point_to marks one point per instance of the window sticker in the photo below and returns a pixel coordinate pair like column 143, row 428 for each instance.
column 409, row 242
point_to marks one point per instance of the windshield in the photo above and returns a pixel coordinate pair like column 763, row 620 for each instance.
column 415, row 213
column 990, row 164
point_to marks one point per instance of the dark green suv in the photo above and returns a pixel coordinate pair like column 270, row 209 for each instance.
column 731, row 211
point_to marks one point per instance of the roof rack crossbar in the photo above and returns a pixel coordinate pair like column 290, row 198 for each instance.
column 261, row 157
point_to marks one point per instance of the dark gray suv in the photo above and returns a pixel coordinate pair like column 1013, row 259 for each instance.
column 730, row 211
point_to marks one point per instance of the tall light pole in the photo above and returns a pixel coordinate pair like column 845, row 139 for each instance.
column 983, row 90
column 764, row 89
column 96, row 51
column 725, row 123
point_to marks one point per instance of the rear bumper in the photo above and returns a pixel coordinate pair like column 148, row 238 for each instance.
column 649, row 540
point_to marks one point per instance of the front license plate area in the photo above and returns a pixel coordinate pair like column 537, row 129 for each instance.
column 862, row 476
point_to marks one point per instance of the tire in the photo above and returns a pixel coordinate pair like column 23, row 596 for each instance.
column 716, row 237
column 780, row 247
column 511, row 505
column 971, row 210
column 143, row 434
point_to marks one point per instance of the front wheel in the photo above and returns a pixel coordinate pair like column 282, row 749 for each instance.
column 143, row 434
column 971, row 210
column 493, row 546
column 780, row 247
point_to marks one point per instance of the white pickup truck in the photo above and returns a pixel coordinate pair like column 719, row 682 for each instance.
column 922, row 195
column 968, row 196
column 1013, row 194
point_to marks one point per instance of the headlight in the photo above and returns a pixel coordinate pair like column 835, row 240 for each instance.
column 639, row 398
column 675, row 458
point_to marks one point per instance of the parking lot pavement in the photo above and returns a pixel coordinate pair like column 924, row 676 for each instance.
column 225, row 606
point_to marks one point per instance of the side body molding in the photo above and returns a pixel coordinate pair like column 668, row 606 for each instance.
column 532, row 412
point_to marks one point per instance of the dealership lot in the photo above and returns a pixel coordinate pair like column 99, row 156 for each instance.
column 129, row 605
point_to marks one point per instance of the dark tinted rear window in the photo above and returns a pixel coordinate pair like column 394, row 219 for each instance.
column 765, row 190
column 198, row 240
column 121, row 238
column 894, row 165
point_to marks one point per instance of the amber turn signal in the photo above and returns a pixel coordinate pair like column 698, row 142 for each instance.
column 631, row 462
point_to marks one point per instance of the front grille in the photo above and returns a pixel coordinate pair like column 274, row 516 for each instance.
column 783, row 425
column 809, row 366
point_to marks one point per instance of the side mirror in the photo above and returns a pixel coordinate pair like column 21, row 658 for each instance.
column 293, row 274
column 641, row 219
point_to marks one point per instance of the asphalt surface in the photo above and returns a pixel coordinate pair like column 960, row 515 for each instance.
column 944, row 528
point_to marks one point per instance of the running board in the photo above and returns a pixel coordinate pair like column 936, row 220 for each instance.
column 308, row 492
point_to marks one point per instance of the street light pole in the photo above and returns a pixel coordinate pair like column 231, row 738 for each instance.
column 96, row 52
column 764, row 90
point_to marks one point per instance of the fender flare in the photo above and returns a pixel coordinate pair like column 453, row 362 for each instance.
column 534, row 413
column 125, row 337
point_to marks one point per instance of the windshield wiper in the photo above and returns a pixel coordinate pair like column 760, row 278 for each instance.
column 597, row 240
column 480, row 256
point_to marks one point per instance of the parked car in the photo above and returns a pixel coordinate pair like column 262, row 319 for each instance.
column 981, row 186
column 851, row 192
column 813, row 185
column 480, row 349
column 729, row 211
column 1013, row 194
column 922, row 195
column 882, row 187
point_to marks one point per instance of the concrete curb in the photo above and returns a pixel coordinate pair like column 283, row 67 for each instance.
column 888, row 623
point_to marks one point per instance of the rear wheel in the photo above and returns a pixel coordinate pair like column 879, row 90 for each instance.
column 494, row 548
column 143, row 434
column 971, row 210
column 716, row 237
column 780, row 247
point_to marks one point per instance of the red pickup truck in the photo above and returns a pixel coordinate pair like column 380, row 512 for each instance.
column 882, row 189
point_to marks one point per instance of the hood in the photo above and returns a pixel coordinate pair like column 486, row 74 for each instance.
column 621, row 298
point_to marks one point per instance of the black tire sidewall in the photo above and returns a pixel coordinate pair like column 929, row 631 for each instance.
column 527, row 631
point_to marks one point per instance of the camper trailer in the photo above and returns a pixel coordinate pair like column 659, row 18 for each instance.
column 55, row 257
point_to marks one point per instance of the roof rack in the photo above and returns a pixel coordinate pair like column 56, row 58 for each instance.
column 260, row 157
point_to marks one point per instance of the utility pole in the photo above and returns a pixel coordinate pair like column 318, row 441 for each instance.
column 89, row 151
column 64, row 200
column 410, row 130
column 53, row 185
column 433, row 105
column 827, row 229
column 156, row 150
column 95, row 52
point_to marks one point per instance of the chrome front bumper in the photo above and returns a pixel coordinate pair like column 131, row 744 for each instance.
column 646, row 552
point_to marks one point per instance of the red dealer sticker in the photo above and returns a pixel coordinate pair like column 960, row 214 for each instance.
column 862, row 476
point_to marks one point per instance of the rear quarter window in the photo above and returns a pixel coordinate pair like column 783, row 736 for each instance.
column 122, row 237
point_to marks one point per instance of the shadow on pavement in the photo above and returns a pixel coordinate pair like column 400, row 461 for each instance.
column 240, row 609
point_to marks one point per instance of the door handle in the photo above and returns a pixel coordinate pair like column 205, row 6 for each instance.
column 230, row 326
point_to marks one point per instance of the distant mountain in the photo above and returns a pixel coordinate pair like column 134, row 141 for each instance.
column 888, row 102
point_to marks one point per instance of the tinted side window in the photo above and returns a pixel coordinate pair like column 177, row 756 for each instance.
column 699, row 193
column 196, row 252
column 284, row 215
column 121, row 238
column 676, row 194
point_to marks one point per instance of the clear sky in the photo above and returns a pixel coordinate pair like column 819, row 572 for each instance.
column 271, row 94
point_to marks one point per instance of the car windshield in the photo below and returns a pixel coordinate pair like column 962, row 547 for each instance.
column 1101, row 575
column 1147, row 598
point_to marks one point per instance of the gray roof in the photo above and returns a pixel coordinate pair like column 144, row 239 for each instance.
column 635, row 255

┄┄┄┄┄┄┄┄┄┄┄┄┄┄┄┄┄┄┄┄

- _What to work on_
Copy all of the data above, word for word.

- _Solution to the problem_
point_to marks one point per instance of the window sticker in the photo below and returns a pixel coordinate pair like column 143, row 428 for each instance.
column 409, row 242
point_to marks one point per instance of the windshield in the photo above and returns a pixel coordinate pair like column 763, row 620 for each instance.
column 415, row 213
column 990, row 164
point_to marks one point per instance of the dark green suv in the photo above and returns a pixel coordinate pair like column 270, row 209 for each instance.
column 731, row 211
point_to marks one point per instance of the roof rack crossbar in the photo above and returns a pixel coordinate pair like column 290, row 198 for each instance.
column 261, row 157
point_to marks one point per instance of the dark gray suv in the photo above and returns a pixel coordinate pair like column 1013, row 259 for each instance.
column 730, row 211
point_to marks one point per instance of the tall light pole in the photo above and returns a pixel coordinate pair like column 845, row 139 for each instance.
column 983, row 90
column 764, row 89
column 96, row 51
column 725, row 123
point_to marks one point per instance of the rear bumper in the photo above and returns a pixel coordinate pair like column 148, row 238 for each instance.
column 649, row 540
point_to marks one point per instance of the front license plate area in the photo above and returns a pixel coordinate pair like column 537, row 129 for each instance.
column 862, row 476
point_to marks one point per instance of the tire in the photo above and returns a pixel coordinate pair like column 23, row 596 for each instance.
column 716, row 237
column 780, row 247
column 511, row 505
column 971, row 210
column 143, row 434
point_to marks one point per instance of the front wheel in the photo above and returns a pixel coordinate pair like column 282, row 749 for each instance.
column 143, row 434
column 971, row 210
column 493, row 546
column 780, row 247
point_to marks one point per instance of the white pickup truck in the photo above and returns a pixel coordinate pair like column 719, row 682 for each instance.
column 922, row 195
column 968, row 196
column 1013, row 194
point_to marks one point per instance of the headlight in the photo above and returns a pixel coordinate pair like column 835, row 240 for each instance.
column 639, row 398
column 675, row 458
point_to marks one point per instance of the parking lot pavement in the photo above and returns a pixel coordinate pair like column 924, row 676 for each instance.
column 225, row 606
point_to marks one point per instance of the side body molding in the photo above and returns a pixel coordinate pair like column 668, row 606 for each instance.
column 532, row 412
point_to marks one point per instance of the dealership lot in the photo above and returns a pixel coordinate pair like column 99, row 156 for each instance.
column 129, row 605
point_to marks one point per instance of the dark tinted rear window in the photo above and returns a pixel coordinate pair like column 394, row 219 for each instance.
column 765, row 190
column 198, row 240
column 121, row 238
column 894, row 165
point_to marks one point per instance of the amber turn signal in the photo above and returns a pixel coordinate pair like column 698, row 142 for each instance.
column 631, row 462
point_to marks one point per instance of the front grille in the photo above and returns a pixel coordinate pair like column 274, row 516 for each instance.
column 783, row 425
column 809, row 366
point_to marks one point per instance of the side mirror in the photo above and returns a pixel coordinate pair like column 21, row 658 for each instance.
column 293, row 274
column 641, row 219
point_to marks one point per instance of the asphalt surface in the photo above and returns a pixel coordinate pair like column 960, row 515 for each instance.
column 944, row 528
point_to marks one point per instance of the running board in the photo above and returns a pixel coordinate pair like column 936, row 220 for each instance.
column 308, row 492
point_to marks one point per instance of the street light pole in the photo above and returns a pixel coordinate pair like column 231, row 738 for each instance.
column 96, row 52
column 764, row 90
point_to marks one point per instance of the fender flare in the photo above and returns a pixel coordinate pair like column 453, row 362 for each instance.
column 534, row 413
column 125, row 337
point_to marks one point per instance of the windshield wiper in the photo above and returns a pixel coordinate pair like column 760, row 278 for each instance.
column 597, row 240
column 480, row 256
point_to marks one point per instance of the parked car in the photo above and returns a pixel coordinate pair like column 262, row 319 for each instance.
column 981, row 186
column 851, row 192
column 813, row 185
column 480, row 349
column 729, row 211
column 1013, row 194
column 922, row 195
column 882, row 187
point_to marks one point per instance of the concrete curb in the photo above and returns a pixel coordinate pair like column 283, row 67 for each instance.
column 888, row 623
point_to marks one point per instance of the rear wheel in the photo above and returns a pixel coordinate pair like column 879, row 90 for each instance.
column 494, row 548
column 143, row 434
column 971, row 210
column 716, row 237
column 780, row 247
point_to marks one point per instance of the red pickup truck in the photo above and returns a pixel coordinate pair like column 380, row 512 for each instance.
column 882, row 189
point_to marks one point per instance of the hood in the photo above and returns a pixel coordinate pair like column 486, row 74 for each instance.
column 621, row 298
point_to marks one point per instance of the black tire sidewall in the photo above and returns a pixel coordinate pair like column 929, row 631 for each instance.
column 527, row 631
point_to marks one point per instance of the camper trailer in the photo above and returns a pixel coordinate pair like column 659, row 18 for each instance.
column 55, row 257
point_to marks one point per instance of the roof rack in the photo above and returns a pixel coordinate pair like column 56, row 58 for each instance.
column 260, row 157
point_to marks one point per instance of the utility pole in the photo above and returns a pixel coordinate pair like column 318, row 441 for each instance.
column 89, row 151
column 64, row 200
column 410, row 130
column 53, row 185
column 433, row 105
column 827, row 229
column 156, row 150
column 95, row 52
point_to marks one point per instance of the chrome front bumper in the photo above and returns a pixel coordinate pair like column 131, row 744 for each instance.
column 646, row 552
point_to marks one point per instance of the red dealer sticker in the photo above and returns a pixel coordinate pair like column 960, row 214 for each instance.
column 862, row 476
point_to marks one point per instance of the rear quarter window in the photo above and returns a pixel coordinate pair like column 783, row 736 for each instance.
column 122, row 237
point_to marks one point per instance of the shadow on pavement in the photo above and returns a pixel coordinate pair like column 400, row 461 for each instance.
column 240, row 609
point_to marks one point per instance of the door handle in the photo above and returns a pixel coordinate pair like column 205, row 6 for each instance.
column 230, row 326
point_to marks one point per instance of the distant mountain in the photo above and returns a pixel coordinate pair like column 134, row 141 for each instance.
column 888, row 102
point_to marks one point per instance of the tinted side window in the photo above and returns a pixel coordinate pair like column 177, row 756 for each instance.
column 699, row 193
column 196, row 252
column 284, row 215
column 121, row 238
column 676, row 194
point_to marks one point per instance of the clear sky in the photo above and returns a pixel coordinate pair like column 819, row 572 for each instance.
column 271, row 94
point_to marks one point per instance of the car windshield in the photo below and returns a pixel coordinate pair like column 962, row 547 for each instance.
column 1101, row 575
column 1147, row 598
point_to marks one point per instance of the gray roof in the photo above and returns a pixel coordinate pair like column 144, row 239 for each instance.
column 635, row 255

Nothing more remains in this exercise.